### SUPPLIED MATERIAL
+++
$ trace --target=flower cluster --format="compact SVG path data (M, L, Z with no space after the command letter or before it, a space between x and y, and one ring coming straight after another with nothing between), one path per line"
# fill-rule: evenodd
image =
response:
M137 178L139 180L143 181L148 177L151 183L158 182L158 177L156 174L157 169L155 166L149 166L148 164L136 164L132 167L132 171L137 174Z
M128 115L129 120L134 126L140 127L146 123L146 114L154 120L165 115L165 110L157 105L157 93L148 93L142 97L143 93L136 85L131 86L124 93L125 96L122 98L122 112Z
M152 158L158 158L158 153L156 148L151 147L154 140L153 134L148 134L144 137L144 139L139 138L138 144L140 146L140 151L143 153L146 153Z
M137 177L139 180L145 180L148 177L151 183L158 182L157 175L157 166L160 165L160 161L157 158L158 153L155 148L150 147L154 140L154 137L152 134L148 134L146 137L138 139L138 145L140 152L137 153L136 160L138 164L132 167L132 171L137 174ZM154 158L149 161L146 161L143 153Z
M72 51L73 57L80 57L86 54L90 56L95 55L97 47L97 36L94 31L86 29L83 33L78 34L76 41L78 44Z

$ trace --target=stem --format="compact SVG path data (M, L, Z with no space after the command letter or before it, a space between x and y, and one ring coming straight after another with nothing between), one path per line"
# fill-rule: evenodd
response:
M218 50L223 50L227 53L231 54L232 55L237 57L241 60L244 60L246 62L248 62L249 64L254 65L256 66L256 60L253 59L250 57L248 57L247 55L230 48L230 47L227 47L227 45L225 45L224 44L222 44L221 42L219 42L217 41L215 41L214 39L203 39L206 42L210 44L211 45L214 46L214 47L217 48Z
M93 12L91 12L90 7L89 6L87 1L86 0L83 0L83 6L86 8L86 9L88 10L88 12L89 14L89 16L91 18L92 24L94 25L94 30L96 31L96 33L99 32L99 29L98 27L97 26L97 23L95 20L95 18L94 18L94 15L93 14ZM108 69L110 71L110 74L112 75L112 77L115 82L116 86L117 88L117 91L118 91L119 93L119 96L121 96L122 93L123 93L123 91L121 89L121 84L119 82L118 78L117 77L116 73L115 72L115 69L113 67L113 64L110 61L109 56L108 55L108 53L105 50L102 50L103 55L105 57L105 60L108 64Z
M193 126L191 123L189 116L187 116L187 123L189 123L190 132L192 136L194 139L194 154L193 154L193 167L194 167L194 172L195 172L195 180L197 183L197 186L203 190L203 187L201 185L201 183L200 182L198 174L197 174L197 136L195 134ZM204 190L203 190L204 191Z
+++
### SHORT EXERCISE
Write out all of the material again, replacing "flower cluster" with "inflorescence" and changing nothing else.

### THE COMPLETED TASK
$ trace --target=inflorescence --format="compact SVG path data (M, L, Z with no space after the command letter or before it, a space between x and y, and one ring coming straight after another with nothing between), one path per line"
# fill-rule: evenodd
image =
response:
M137 178L139 180L143 181L148 177L151 183L158 182L158 177L156 174L157 169L155 166L149 166L148 164L136 164L132 167L132 171L137 174Z
M128 115L129 120L134 126L140 127L146 123L146 114L154 120L165 115L165 110L157 105L157 93L148 93L142 97L143 93L136 85L131 86L124 93L125 96L122 98L122 112Z
M152 158L158 158L158 153L156 148L151 147L154 140L153 134L148 134L144 137L144 139L139 138L138 144L140 146L140 151L143 153L146 153Z
M137 177L139 180L145 180L148 177L151 183L158 182L157 175L157 166L160 165L160 161L157 158L158 153L155 148L150 147L154 140L154 137L152 134L148 134L146 137L138 139L138 145L140 152L137 153L136 160L138 164L132 167L132 171L137 174ZM154 158L149 161L146 161L143 153Z
M72 51L73 57L80 57L86 54L90 56L95 55L97 47L97 36L94 31L86 29L83 33L78 34L76 41L78 44Z

$ trace --target=stem --format="compact SVG path data (M, L, Z with no space after the command letter or before it, a space between x and y, and one ring coming straight after another with nothing between), one path per line"
# fill-rule: evenodd
response:
M218 50L223 50L227 53L231 54L232 55L237 57L241 60L244 60L246 62L248 62L249 64L254 65L256 66L256 60L253 59L250 57L248 57L247 55L230 48L230 47L227 47L227 45L225 45L224 44L222 44L221 42L219 42L217 41L215 41L214 39L203 39L206 42L210 44L211 45L214 46L214 47L217 48Z
M93 12L91 12L90 7L89 6L87 1L86 0L83 0L83 6L86 8L86 9L88 10L88 12L89 14L89 16L91 18L92 24L94 25L94 30L96 31L96 33L99 32L99 29L98 27L97 26L97 23L95 20L95 18L94 18L94 15L93 14ZM108 69L110 71L110 74L112 75L112 77L115 82L116 86L117 88L117 91L118 91L119 93L119 96L121 96L122 93L123 93L123 91L121 89L121 84L119 82L118 78L117 77L116 73L115 72L115 69L113 67L113 64L110 61L109 56L108 55L108 53L105 50L102 50L103 55L105 57L105 60L108 64Z
M193 126L191 123L189 116L187 116L187 123L189 123L190 132L192 136L194 139L194 154L193 154L193 167L194 167L194 172L195 172L195 180L197 183L197 186L203 190L203 187L201 185L201 183L200 182L198 174L197 174L197 136L195 134ZM204 190L203 190L204 191Z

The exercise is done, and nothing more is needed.